(Records from a data collection)

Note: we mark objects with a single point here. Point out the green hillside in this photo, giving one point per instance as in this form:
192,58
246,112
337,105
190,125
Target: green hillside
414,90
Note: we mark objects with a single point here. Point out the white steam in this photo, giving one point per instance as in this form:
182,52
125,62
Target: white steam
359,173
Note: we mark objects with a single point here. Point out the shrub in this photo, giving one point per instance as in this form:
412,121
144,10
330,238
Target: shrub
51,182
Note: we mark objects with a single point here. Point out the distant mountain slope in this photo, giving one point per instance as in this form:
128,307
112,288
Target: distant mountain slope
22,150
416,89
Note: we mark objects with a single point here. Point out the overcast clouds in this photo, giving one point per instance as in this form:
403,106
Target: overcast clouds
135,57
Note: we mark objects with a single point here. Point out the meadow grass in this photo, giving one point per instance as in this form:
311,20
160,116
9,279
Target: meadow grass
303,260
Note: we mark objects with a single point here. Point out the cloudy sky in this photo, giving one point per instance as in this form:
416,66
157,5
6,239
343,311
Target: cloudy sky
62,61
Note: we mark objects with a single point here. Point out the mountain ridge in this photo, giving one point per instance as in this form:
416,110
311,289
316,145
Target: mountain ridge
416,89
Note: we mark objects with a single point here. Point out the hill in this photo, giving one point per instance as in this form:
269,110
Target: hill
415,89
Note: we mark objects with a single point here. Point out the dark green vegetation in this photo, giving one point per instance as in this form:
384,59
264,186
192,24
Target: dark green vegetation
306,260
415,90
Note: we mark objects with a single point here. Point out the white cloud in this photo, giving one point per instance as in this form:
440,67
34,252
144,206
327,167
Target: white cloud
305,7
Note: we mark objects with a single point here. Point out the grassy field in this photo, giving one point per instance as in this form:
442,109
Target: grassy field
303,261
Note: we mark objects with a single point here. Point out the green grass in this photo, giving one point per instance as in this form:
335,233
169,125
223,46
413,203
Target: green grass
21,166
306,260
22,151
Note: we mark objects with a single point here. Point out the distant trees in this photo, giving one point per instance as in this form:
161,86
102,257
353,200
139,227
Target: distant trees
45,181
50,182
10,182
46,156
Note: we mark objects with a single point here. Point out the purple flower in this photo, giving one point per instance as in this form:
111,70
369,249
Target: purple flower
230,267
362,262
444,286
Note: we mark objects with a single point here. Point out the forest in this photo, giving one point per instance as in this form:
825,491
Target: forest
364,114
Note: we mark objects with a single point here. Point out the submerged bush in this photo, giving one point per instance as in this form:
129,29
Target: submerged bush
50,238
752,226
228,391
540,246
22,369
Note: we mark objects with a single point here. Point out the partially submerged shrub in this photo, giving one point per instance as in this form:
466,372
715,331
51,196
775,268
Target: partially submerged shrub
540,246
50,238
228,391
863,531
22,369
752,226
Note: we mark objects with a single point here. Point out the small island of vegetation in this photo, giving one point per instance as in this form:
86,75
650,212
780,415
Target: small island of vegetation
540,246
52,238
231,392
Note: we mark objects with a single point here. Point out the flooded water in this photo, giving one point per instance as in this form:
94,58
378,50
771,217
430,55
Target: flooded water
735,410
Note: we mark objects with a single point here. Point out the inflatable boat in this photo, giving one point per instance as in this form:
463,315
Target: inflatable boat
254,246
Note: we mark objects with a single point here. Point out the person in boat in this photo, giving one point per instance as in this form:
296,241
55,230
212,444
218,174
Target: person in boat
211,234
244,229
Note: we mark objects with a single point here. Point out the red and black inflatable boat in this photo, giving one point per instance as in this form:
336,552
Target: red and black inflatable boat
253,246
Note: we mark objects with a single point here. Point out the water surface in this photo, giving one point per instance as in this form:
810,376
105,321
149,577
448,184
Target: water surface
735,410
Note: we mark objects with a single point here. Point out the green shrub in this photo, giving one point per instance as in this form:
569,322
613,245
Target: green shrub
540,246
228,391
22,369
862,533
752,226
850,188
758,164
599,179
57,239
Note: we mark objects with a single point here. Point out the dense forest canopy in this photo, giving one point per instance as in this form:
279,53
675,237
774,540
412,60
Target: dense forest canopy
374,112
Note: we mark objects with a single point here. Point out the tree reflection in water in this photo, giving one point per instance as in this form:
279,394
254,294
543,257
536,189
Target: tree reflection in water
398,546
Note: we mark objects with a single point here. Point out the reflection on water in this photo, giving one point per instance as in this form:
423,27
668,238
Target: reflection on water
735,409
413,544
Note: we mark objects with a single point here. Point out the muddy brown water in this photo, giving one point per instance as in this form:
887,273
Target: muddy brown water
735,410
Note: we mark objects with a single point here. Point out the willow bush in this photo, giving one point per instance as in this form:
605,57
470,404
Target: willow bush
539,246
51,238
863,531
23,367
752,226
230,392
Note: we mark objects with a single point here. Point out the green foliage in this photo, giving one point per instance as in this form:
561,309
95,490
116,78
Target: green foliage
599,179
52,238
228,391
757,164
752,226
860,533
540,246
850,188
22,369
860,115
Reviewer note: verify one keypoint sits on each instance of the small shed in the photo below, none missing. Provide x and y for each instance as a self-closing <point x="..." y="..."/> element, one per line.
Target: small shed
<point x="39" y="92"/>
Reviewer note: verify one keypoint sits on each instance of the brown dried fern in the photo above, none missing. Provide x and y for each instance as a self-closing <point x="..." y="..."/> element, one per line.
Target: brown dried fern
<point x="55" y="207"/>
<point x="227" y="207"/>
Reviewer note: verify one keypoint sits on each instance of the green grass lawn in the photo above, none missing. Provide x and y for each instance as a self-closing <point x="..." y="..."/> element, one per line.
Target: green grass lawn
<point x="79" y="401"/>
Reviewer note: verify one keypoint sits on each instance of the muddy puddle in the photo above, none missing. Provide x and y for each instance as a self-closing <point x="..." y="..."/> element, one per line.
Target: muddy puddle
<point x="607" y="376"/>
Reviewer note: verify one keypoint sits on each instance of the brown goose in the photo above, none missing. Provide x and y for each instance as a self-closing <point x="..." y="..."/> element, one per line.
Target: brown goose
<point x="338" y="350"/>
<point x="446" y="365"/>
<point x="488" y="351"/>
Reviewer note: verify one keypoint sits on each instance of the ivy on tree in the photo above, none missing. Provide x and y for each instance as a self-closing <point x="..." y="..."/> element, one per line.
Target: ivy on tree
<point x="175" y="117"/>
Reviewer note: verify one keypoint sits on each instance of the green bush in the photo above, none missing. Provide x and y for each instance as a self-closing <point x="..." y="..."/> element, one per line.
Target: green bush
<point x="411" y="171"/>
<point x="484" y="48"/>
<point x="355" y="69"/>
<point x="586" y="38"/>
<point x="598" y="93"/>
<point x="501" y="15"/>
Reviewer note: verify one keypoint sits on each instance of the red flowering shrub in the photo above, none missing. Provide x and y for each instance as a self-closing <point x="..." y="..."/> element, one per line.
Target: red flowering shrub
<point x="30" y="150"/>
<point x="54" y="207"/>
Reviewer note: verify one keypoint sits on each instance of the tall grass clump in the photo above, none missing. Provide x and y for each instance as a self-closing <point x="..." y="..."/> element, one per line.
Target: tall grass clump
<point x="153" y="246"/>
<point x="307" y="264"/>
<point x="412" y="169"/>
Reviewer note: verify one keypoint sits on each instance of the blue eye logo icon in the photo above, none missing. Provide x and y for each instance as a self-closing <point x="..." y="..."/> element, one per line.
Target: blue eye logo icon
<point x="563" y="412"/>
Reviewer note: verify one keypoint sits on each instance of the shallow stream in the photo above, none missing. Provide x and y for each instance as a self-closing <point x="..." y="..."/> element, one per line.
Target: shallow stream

Exercise requirements:
All lines from the one containing "the green bush" through the end of the records, both ends included, are to be quoted exactly; please add nothing else.

Exercise answer:
Reviewer note: verify one keypoint sits on each instance of the green bush in the photo above, none missing. Provide x and y for each instance as a self-closing <point x="..." y="..."/> element, one per line.
Target: green bush
<point x="411" y="171"/>
<point x="484" y="48"/>
<point x="355" y="69"/>
<point x="586" y="38"/>
<point x="598" y="93"/>
<point x="501" y="15"/>
Reviewer note: verify one keypoint sits on each instance of the red flowering shrub in the photo above, none missing. Provide x and y for each instance as a self-closing <point x="..." y="..."/> element, one per line.
Target: red flowering shrub
<point x="30" y="150"/>
<point x="54" y="207"/>
Reviewer note: verify one keypoint sits on each instance of the tall grass clump in the photo above, none missing. Provide x and y for each instance as a self-closing <point x="..." y="..."/> element, one per line.
Target: tall grass clump
<point x="153" y="246"/>
<point x="307" y="264"/>
<point x="412" y="169"/>
Reviewer note: verify one keypoint sits on each instance of the blue eye logo icon in the photo above, none missing. Provide x and y for each instance as a self-closing <point x="..." y="..."/> element, one per line.
Target: blue eye logo icon
<point x="563" y="412"/>
Reviewer note: verify one keypoint sits on each instance of the shallow stream in the photo above, none missing. Provide x and y for each instance as a self-closing <point x="..." y="..."/> element, one per line.
Target: shallow stream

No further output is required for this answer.